* **Assigned task A**
Name every person in the article on Pennsylvania's vaccine rollout for school staff, including those in the photo caption and byline.
* **Assigned task B**
Continue the article on Pennsylvania's vaccine rollout for school staff from its final sentence.
[Provided passage Boundary: Start]
Educators, Wolf at Odds Over Vaccine Rollout

Teachers including Kathy Volin, right, and Dana Cohen, center, conduct their classes online from laptops during freezing temperatures outside the Joseph Greenberg School in Philadelphia, Monday, Feb. 8, 2021. A mediator will decide if Philadelphia school teachers must return to their classrooms despite safety concerns as the district plans to resume in-person instruction later this month. (AP Photo/Matt Rourke)

By Patrick Abdalla

February 12, 2021

They want school employees to get priority in the vaccination process as schools open up.

HARRISBURG — Several educational organizations—groups that aren’t always on the same side—are asking Gov. Tom Wolf to make vaccinating school staff against the coronavirus a priority. 

“Unlike 26 other states, Pennsylvania’s vaccination plan does not prioritize school staff members, even though school staff members and students are in a uniquely dangerous position,” the groups said in a letter to the Wolf administration. “For those who are delivering in-person instruction, they are gathered in reasonably large groups every day.”

On Thursday, Wolf essentially told the groups to wait their turn.

Pennsylvania has followed recommendations from the Centers for Disease Control and Prevention and updated the state’s phased vaccination program to move people with underlying conditions, including smokers, ahead of teachers and school employees.

As teachers and other school staff wait to be vaccinated, many government officials and health experts are arguing that schools should fully reopen. 

The education organizations that represent teachers, school board members, administrators and others, urged the Wolf administration to prioritize school personnel.

“Scientists and health experts continue to warn against unnecessary personal interactions and gatherings,” the letter reads. “COVID-19 case counts are more than six times higher than they were on September 10, and the rollout of the COVID-19 vaccine has been slow at best.” 

The administration’s rollout has been criticized for being ineffective and not delivering on its promises.

As of Thursday night, Pennsylvania had received the fifth most doses of any state. However, it has administered the sixth most doses, and it is 41st among states in percentage of doses administered.
[Provided passage Boundary: End]
[Record excerpts Boundary: Start]
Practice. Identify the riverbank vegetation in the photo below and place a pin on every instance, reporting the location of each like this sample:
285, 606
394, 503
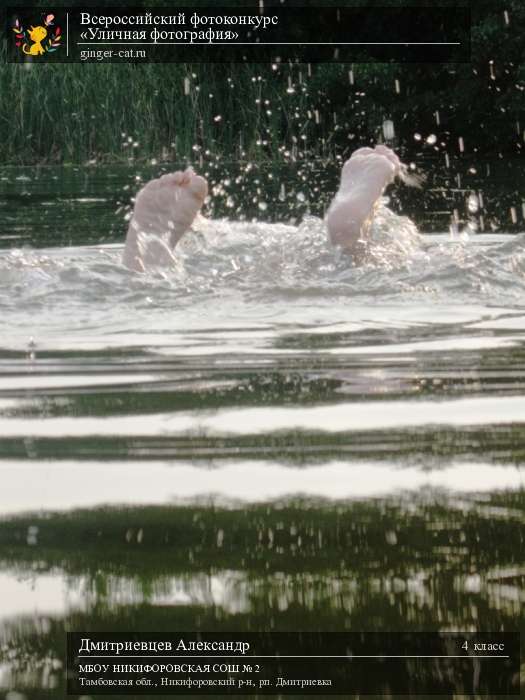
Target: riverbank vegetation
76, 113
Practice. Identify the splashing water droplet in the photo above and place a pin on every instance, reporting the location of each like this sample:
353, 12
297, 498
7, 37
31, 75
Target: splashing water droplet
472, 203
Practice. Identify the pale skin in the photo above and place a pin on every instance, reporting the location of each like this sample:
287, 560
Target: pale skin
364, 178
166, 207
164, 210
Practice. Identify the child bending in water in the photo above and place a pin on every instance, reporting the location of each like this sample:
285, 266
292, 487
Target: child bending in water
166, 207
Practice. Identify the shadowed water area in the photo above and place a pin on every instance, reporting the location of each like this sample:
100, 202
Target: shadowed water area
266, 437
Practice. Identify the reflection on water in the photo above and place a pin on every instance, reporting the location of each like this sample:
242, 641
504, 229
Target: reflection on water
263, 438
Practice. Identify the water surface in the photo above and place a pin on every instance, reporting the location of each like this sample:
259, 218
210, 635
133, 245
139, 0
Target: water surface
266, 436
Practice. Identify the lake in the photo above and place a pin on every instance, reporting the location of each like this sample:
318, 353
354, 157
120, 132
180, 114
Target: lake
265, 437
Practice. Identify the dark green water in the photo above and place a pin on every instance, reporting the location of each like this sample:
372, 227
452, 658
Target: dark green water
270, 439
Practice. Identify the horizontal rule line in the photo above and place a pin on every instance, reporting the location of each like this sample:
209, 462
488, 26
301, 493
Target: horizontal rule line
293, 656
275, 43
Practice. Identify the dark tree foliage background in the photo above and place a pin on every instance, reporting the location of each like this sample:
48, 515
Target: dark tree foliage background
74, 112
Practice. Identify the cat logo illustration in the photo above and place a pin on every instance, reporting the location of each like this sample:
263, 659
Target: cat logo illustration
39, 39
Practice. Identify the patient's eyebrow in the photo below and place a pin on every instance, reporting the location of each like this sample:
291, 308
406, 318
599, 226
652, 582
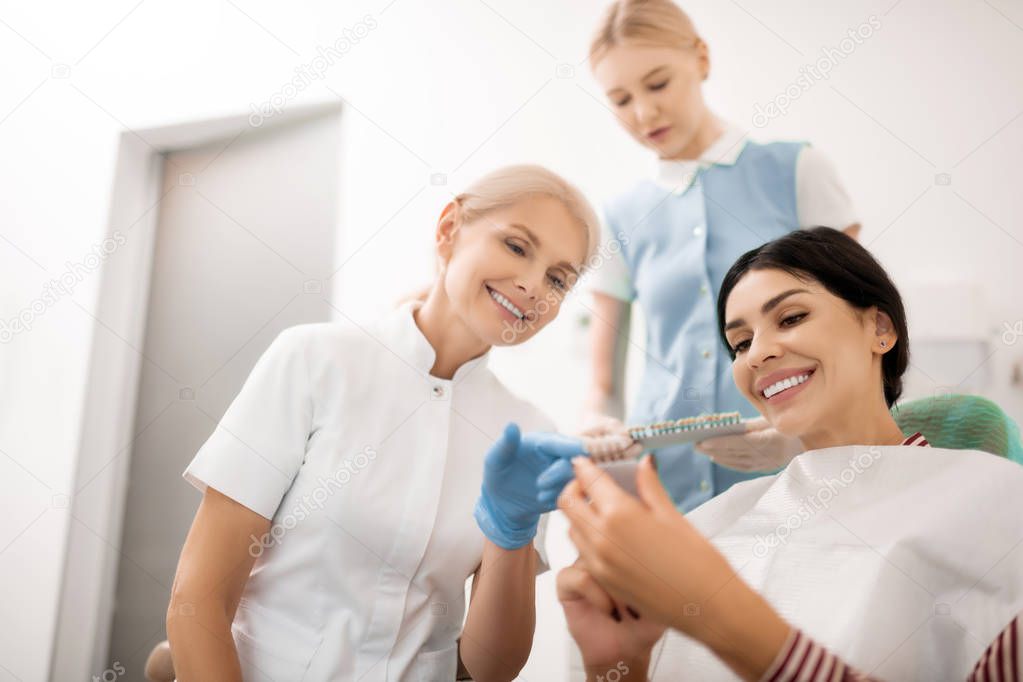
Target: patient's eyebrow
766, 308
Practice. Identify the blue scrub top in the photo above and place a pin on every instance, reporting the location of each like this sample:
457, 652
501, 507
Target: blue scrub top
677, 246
[Record excerpts Boundary: End]
* **Response box A**
Kathy Volin, Dana Cohen, Matt Rourke, Patrick Abdalla, Tom Wolf

* **Response box B**
Last week, two teachers union representatives talked to The Keystone during a live discussion on Facebook about the importance of getting teachers vaccinated

“We have been saying all along that education employees, whether they’re teachers, support professionals, if they want to get the vaccine, they should be able to get the vaccine,” said Chris Lilienthal of the Pennsylvania State Education Association, which represents more than 180,000 education professionals. “It’s a really important tool in the toolkit.”

“In my district, we have been fully virtual this year,” said Rosemary Boland, of the Scranton Federation of Teachers, which represents the largest school district in northeastern Pennsylvania. “I thought that was extremely prudent of our school district, our school board, to stay virtual because we are so close to getting a vaccine and getting it into the arms of our people here.”

Rich Askey, president of the Pennsylvania State Education Association, said the union went public after its private entreaties to the Wolf administration went nowhere.

“Unfortunately, we got the message from them that they were not going to move on opening up vaccines to teachers,” Askey said Thursday.

Teachers want to be in school, he said, but “they want to make sure that every tool in the toolbox, in what we call the safety toolbox, is being used.”

The groups that signed the letter are the Pennsylvania State Education Association, Pennsylvania Association of School Administrators, Pennsylvania Association of School Business Officials, Pennsylvania Principals Association, Pennsylvania Association of Rural and Small Schools, Pennsylvania Intermediate Units, Pennsylvania Association of Career and Technical Administrators, AFT Pennsylvania, and Pennsylvania School Boards Association. 

The Associated Press contributed to this report.